▶ **What is expected**
Begin at the row that contains "Find the avocado flesh;" and stop after the last row, rewriting each one (requests included, pictures left out) with every coordinate in the answer points reduced by 148. Keep the numbers in the requests and their sample points unchanged.

▶ **Raw records**

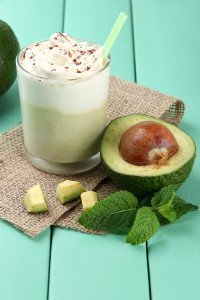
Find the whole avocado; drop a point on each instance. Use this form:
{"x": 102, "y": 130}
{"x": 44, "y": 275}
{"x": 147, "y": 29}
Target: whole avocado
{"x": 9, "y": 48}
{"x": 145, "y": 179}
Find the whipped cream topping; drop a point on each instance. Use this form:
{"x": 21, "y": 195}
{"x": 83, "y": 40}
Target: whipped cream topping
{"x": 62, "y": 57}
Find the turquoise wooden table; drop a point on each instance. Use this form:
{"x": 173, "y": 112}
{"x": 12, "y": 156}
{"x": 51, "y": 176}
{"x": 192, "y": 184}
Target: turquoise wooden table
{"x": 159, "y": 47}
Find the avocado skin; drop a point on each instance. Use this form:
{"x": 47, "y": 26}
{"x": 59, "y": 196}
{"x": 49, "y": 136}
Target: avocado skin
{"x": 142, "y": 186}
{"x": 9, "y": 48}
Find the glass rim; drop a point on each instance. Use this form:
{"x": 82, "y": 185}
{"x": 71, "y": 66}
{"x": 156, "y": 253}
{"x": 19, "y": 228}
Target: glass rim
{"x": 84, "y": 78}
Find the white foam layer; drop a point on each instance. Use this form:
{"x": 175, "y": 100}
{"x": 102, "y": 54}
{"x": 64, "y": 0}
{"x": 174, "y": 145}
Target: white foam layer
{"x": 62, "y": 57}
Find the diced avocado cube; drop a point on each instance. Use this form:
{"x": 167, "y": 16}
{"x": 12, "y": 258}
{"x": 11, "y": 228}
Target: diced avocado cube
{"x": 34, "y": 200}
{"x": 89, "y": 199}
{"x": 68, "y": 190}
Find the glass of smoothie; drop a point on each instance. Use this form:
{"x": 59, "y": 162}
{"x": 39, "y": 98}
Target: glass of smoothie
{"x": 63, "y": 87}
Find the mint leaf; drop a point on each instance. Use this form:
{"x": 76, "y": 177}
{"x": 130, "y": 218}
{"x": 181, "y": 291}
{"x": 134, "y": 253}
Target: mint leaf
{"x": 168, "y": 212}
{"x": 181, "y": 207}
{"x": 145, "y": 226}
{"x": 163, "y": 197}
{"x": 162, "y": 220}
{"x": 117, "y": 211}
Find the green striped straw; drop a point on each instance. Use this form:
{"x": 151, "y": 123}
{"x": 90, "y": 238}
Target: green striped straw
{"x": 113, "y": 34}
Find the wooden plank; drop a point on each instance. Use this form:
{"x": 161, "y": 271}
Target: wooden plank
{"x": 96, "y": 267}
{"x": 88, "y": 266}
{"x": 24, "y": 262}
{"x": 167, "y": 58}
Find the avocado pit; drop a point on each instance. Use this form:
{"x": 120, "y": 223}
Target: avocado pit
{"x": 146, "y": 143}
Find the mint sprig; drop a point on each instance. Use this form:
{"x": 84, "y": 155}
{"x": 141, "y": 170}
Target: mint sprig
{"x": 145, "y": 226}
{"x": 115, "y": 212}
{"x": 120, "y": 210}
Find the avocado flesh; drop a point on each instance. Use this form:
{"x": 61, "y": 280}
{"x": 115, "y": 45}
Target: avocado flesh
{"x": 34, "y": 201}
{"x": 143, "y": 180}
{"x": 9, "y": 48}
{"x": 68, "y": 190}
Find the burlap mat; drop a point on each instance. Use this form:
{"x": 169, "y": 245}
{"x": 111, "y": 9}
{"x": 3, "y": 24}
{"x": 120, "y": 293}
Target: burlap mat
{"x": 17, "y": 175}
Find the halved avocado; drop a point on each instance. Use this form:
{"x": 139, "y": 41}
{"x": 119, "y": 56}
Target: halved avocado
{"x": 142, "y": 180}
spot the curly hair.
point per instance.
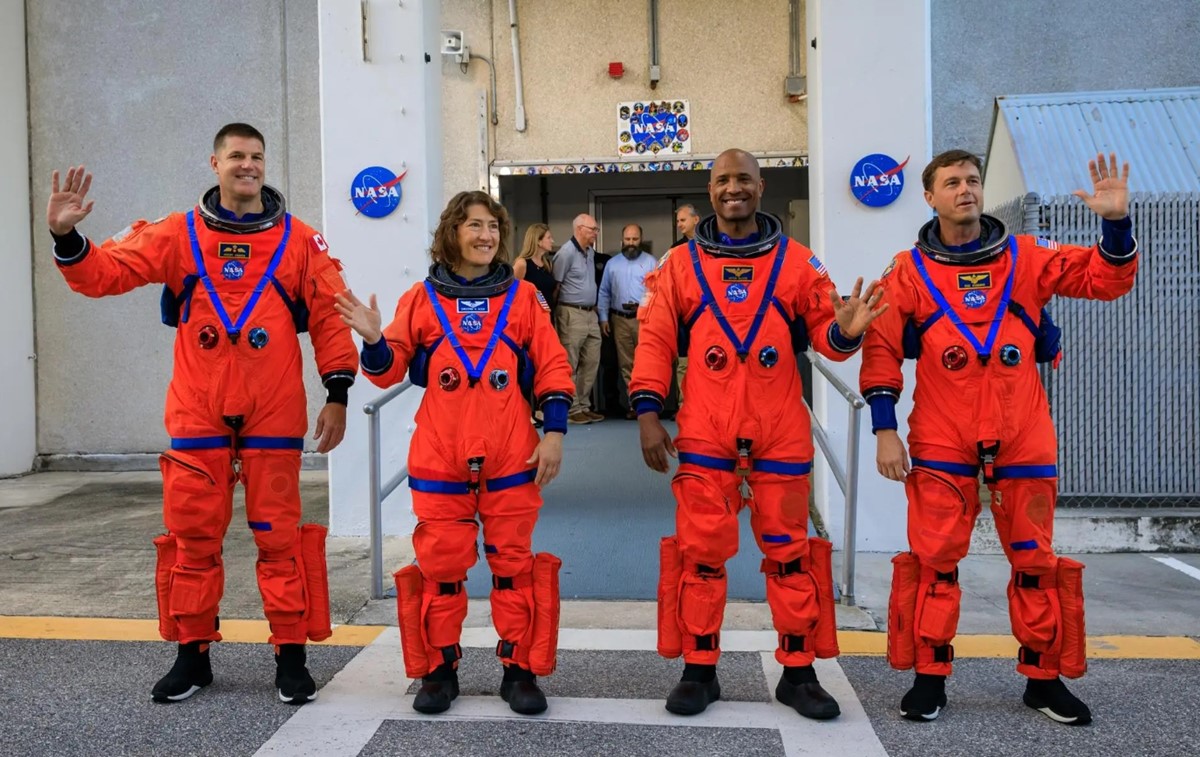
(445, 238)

▶ **Finished task**
Find the avocado flesh; drop a point on each instance. Use this form:
{"x": 61, "y": 280}
{"x": 115, "y": 45}
Target: avocado flesh
{"x": -114, "y": 53}
{"x": -5, "y": 32}
{"x": -139, "y": -100}
{"x": -80, "y": 42}
Find the burlap mat; drop a point on each instance. Use this form:
{"x": 169, "y": 245}
{"x": 111, "y": 9}
{"x": 3, "y": 24}
{"x": 120, "y": 293}
Target: burlap mat
{"x": -131, "y": 27}
Find the halved avocado; drop a point on each instance. Use this form:
{"x": 139, "y": 41}
{"x": 119, "y": 56}
Target: halved avocado
{"x": -6, "y": 32}
spot the curly hair.
point per instance.
(297, 90)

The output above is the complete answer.